Do this
Rewrite the listing below with every "instance" changed to "occurrence" and everything else left as it is. Omit the pictures from your answer.

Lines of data
____________________

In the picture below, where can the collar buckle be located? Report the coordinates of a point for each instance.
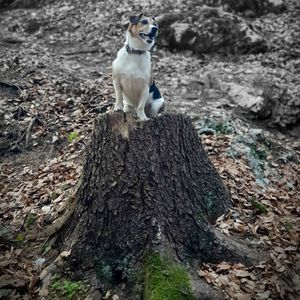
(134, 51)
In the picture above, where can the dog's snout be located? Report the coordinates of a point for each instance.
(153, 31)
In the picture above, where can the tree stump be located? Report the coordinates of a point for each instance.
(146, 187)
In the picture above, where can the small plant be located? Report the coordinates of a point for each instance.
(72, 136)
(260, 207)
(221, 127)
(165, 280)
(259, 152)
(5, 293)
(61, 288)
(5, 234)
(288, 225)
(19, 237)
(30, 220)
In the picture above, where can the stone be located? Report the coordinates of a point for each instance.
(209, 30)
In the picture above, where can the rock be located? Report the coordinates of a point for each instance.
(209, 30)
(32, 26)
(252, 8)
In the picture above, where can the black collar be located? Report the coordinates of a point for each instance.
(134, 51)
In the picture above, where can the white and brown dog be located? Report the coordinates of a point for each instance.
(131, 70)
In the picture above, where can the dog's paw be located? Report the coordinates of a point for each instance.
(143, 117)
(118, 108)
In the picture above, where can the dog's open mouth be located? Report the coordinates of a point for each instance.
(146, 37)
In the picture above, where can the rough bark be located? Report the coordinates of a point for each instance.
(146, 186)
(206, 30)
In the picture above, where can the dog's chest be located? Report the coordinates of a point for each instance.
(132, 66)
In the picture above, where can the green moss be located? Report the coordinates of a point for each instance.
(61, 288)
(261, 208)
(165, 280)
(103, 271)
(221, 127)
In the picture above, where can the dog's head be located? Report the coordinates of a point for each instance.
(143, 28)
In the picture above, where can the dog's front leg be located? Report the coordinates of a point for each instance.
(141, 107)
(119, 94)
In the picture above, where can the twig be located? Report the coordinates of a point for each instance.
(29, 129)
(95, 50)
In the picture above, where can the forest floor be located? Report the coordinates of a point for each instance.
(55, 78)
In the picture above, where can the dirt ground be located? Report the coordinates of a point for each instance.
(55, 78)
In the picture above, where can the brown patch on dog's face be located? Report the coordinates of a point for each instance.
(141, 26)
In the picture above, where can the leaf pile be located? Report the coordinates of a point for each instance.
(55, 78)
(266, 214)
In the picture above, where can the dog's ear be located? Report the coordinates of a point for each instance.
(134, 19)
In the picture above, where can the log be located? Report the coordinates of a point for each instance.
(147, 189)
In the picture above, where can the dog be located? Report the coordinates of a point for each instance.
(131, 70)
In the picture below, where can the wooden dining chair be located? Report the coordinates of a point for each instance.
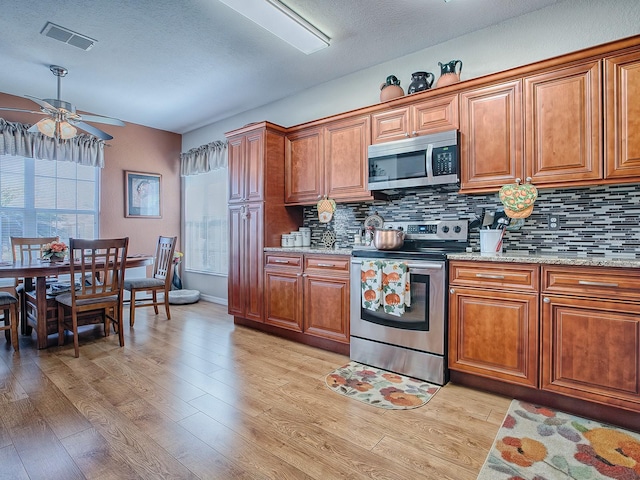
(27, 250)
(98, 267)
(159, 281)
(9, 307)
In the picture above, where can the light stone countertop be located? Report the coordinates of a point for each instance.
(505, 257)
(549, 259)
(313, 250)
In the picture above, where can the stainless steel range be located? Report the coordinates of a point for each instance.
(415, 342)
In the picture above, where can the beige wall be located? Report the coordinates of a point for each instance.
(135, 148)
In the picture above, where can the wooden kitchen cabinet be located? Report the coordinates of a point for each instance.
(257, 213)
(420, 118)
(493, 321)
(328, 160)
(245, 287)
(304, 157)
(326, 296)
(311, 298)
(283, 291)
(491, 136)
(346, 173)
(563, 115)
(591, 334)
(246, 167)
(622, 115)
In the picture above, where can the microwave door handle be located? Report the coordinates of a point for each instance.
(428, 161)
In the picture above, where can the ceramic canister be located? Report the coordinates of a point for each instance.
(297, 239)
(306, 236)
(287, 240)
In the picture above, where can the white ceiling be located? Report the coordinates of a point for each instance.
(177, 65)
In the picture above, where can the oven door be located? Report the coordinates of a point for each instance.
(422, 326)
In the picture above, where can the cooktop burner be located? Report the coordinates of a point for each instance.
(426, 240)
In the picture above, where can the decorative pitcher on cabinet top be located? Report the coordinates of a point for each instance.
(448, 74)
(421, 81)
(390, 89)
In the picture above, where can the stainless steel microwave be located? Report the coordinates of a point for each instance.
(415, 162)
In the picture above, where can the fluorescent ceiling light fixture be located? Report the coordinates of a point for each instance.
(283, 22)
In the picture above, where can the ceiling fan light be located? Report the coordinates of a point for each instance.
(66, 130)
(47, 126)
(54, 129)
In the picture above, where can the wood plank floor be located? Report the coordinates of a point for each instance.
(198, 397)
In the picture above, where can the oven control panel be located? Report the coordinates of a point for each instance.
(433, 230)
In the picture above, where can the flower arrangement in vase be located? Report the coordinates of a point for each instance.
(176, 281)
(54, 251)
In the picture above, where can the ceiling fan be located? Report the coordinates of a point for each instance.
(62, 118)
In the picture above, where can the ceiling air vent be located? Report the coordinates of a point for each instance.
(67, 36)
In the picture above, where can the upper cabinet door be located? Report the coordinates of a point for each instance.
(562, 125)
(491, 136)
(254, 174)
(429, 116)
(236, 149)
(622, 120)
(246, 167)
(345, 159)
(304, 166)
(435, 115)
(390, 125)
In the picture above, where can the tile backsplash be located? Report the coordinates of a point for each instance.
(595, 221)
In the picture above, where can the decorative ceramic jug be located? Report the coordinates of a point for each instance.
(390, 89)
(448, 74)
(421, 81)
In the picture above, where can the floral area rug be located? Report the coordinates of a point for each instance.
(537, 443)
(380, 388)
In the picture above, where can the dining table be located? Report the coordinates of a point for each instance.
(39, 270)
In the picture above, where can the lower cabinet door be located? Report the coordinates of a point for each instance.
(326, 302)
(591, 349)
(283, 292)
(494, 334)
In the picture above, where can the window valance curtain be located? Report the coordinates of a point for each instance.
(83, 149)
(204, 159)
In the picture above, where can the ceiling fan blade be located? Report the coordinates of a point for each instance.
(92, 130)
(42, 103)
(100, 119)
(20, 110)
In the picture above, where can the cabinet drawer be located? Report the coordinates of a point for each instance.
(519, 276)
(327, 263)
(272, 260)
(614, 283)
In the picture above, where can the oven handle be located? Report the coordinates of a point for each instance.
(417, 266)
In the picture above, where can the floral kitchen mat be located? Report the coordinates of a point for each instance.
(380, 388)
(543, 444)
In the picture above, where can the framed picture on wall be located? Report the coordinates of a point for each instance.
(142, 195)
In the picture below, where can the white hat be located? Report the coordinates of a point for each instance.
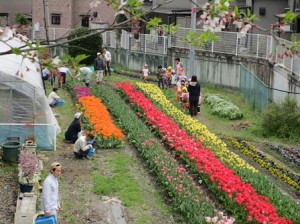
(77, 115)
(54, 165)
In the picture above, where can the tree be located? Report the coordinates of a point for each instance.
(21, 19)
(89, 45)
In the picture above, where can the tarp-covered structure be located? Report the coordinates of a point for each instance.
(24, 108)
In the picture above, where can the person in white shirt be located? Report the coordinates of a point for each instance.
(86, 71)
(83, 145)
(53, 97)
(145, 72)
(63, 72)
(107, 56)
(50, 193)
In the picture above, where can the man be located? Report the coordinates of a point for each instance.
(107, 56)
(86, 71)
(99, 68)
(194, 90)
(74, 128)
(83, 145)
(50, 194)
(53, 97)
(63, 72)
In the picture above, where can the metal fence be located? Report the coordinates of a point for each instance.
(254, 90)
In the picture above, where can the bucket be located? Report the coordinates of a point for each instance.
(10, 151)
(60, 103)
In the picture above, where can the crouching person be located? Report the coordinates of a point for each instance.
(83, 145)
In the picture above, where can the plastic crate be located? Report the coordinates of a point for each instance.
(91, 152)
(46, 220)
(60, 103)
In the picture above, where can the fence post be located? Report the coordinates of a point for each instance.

____________________

Worked solution
In the picture below, where can the collar buckle be located? Report the coordinates of a point for each occurrence.
(134, 51)
In the picture above, where can the dog's snout be located? Report the coordinates of a point for each occurrence.
(153, 31)
In the picture above, where can the tree stump be located? Report the coordinates of a point for each occurrence.
(146, 187)
In the picture above, where can the small plant be located? Report the coordinates of a point for each occurrence.
(72, 136)
(260, 207)
(221, 127)
(165, 280)
(259, 152)
(5, 293)
(61, 288)
(5, 234)
(288, 225)
(19, 237)
(30, 220)
In the picture above, where can the stone be located? Report the coordinates of a point for each occurrence.
(209, 30)
In the picture above, where can the rock be located? Report the coordinates of a point for each occurrence.
(209, 30)
(32, 26)
(252, 8)
In the picture above, where can the black collar be located? Report the coordinates of a point for each occurrence.
(134, 51)
In the picture above, where can the white and brown dog be located? Report the coordinates of a point for each occurrence.
(131, 70)
In the picture above, where can the dog's paw be located? Report the coordinates of a point for each occurrence.
(143, 117)
(118, 108)
In the picture above, where can the dog's open mouth be located? Report the coordinates of a point for each occurrence.
(146, 37)
In the picture above, where can the rough bark be located? Report the coordinates of a point for each occurrence.
(146, 186)
(206, 30)
In the picture above, where can the dog's chest be located? Report the coordinates of a point for each occurrence.
(132, 66)
In the picture above, where can the green moss be located? Report the coordinates of a point for each occurrence.
(61, 288)
(261, 208)
(165, 280)
(103, 271)
(221, 127)
In the picture above, where can the dog's head be located? Report the coordinates of a point for each occurrence.
(143, 28)
In the picture above, where can the dog's front leg be located? Report the coordinates of a point for each occurrence.
(141, 107)
(119, 94)
In the picture above, where can the twig be located? Report the coordinates of a point for each occurrence.
(29, 129)
(95, 50)
In the picture above, where can the forest floor be located? Report the coordinates of a point for each occurrence.
(55, 78)
In the picture above, where can the dirt ground be located? Report the coordinates of a point for each occurrence.
(55, 78)
In the picture above, where can the brown patch on dog's face be located? Report the coordinates of a point for each occurrence.
(141, 26)
In the picture above, where can the leaf pile be located? Report the coordinates of a point for each occurrence.
(55, 78)
(266, 214)
In the picture above, where can the dog's ear be located? Report the coordinates of a point for each occurrence.
(134, 19)
In the picture above, where can the log be located? Report the coordinates of a point for each occurrence.
(147, 189)
In the picture above, where can the dog be located? Report the coordinates of a point for each occurrence.
(131, 70)
In the picture below, where can the wooden dining chair be located? Report the coordinates of a point for each occurrence.
(27, 250)
(98, 267)
(159, 281)
(9, 307)
In the picture above, where can the light stone countertop be located? Report the coordinates of a point for each occurrence.
(505, 257)
(549, 259)
(313, 250)
In the picture above, where can the stainless steel range be located? Report the coordinates of a point for each occurrence.
(415, 342)
In the picture above, where can the beige wall be located? Report the coordinates of a point for each occurrence.
(135, 148)
In the picture above, where can the wooden kitchen cabinet be located? Report the coordinates of a point for each occurrence.
(257, 213)
(420, 118)
(493, 321)
(328, 160)
(245, 287)
(304, 157)
(326, 296)
(311, 298)
(283, 291)
(491, 136)
(346, 173)
(563, 115)
(591, 334)
(246, 167)
(622, 115)
In the picture above, where can the microwave door handle be located? Report the coordinates of a point for each occurrence.
(428, 161)
In the picture above, where can the ceramic canister be located? Report the coordinates of a point for each occurrence.
(297, 239)
(306, 236)
(287, 240)
In the picture above, where can the white ceiling be located? Report the coordinates of a point for each occurrence.
(177, 65)
In the picture above, where can the oven door be located? Report the coordinates of a point for each occurrence.
(422, 326)
In the picture above, where can the cooktop burner be located? Report the coordinates of a point for each occurrence.
(426, 240)
In the picture above, where can the decorative pitcher on cabinet top be located? Report the coordinates of a point for each occurrence.
(448, 74)
(421, 81)
(390, 89)
In the picture above, where can the stainless steel microwave be located? Report the coordinates of a point for each occurrence.
(415, 162)
In the picture above, where can the fluorescent ceiling light fixture be located? Report the coordinates of a point for each occurrence.
(283, 22)
In the picture above, where can the ceiling fan light be located? Report the coordinates of a point for each occurrence.
(66, 130)
(47, 126)
(54, 129)
In the picture above, where can the wood plank floor be located? Report the coordinates of a point for each occurrence.
(198, 397)
In the picture above, where can the oven control panel be located? Report the coordinates of a point for each occurrence.
(433, 230)
In the picture above, where can the flower arrangement in vase be located? Report the coordinates of a point for each occurrence.
(176, 281)
(54, 251)
In the picture above, where can the ceiling fan be located? Report the coordinates of a point for each occurrence.
(62, 118)
In the picture above, where can the ceiling air vent be located? Report the coordinates of a point for each occurrence.
(67, 36)
In the picture above, where can the upper cabinet door be located? Report the coordinates of a point for each occurrence.
(562, 125)
(491, 136)
(254, 174)
(429, 116)
(236, 149)
(622, 120)
(246, 167)
(345, 159)
(304, 166)
(435, 115)
(390, 125)
In the picture above, where can the tile backsplash be located? Report the coordinates of a point for each occurrence.
(595, 221)
In the picture above, where can the decorative ceramic jug be located? Report the coordinates of a point for each occurrence.
(390, 89)
(448, 74)
(421, 81)
In the picture above, where can the floral area rug be located? Report the coordinates of a point for each occurrence.
(537, 443)
(380, 388)
In the picture above, where can the dining table be located? Report the coordinates of a point for each occurrence.
(39, 270)
In the picture above, where can the lower cabinet door be located? Report the coordinates of a point for each occurrence.
(326, 302)
(591, 349)
(283, 292)
(494, 334)
In the picture above, where can the window valance curtain be located? Report the coordinates of a point for each occurrence.
(83, 149)
(204, 159)
In the picture above, where can the ceiling fan blade be located? Report the coordinates of a point for each occurrence.
(92, 130)
(42, 103)
(100, 119)
(20, 110)
In the picture above, where can the cabinet drawer be located? Report the coordinates of a point for each occurrence.
(519, 276)
(327, 263)
(272, 260)
(614, 283)
In the picture above, where can the oven handle be located? Report the coordinates of a point for each occurrence.
(417, 266)
In the picture above, where can the floral kitchen mat be located? Report the coordinates of a point for each occurrence.
(380, 388)
(543, 444)
In the picture above, where can the framed picture on wall be located? Report the coordinates of a point for each occurrence.
(142, 195)
In the picture below, where can the white hat be located? Report the coordinates of a point for each occurrence.
(77, 115)
(54, 165)
In the picture above, where can the tree be located? Report the coordinates of a point for each occurrence.
(21, 19)
(89, 45)
In the picture above, where can the tarp-covered structure be located? Report the coordinates of a point for each occurrence.
(24, 108)
In the picture above, where can the person in white shirt be located? Report the coordinates of a point for each occurrence.
(86, 71)
(83, 145)
(53, 97)
(145, 72)
(63, 72)
(107, 56)
(50, 193)
In the picture above, where can the man be located? Report the coordinates of a point for each occurrence.
(107, 56)
(86, 71)
(99, 68)
(194, 90)
(74, 128)
(83, 145)
(50, 194)
(53, 97)
(63, 72)
In the picture above, where can the metal fence be located? Report the coordinates of a point for each occurrence.
(254, 90)
In the picture above, where can the bucket be located? Report the coordinates of a point for each occurrence.
(10, 151)
(60, 103)
In the picture above, where can the crouching person be located? Report the coordinates of a point for each occurrence.
(83, 145)
In the picture above, where can the plastic crate be located? Report the coordinates of a point for each occurrence.
(91, 152)
(46, 220)
(60, 103)
In the picture above, where can the fence post be located? Report the coordinates of a point for each occurrence.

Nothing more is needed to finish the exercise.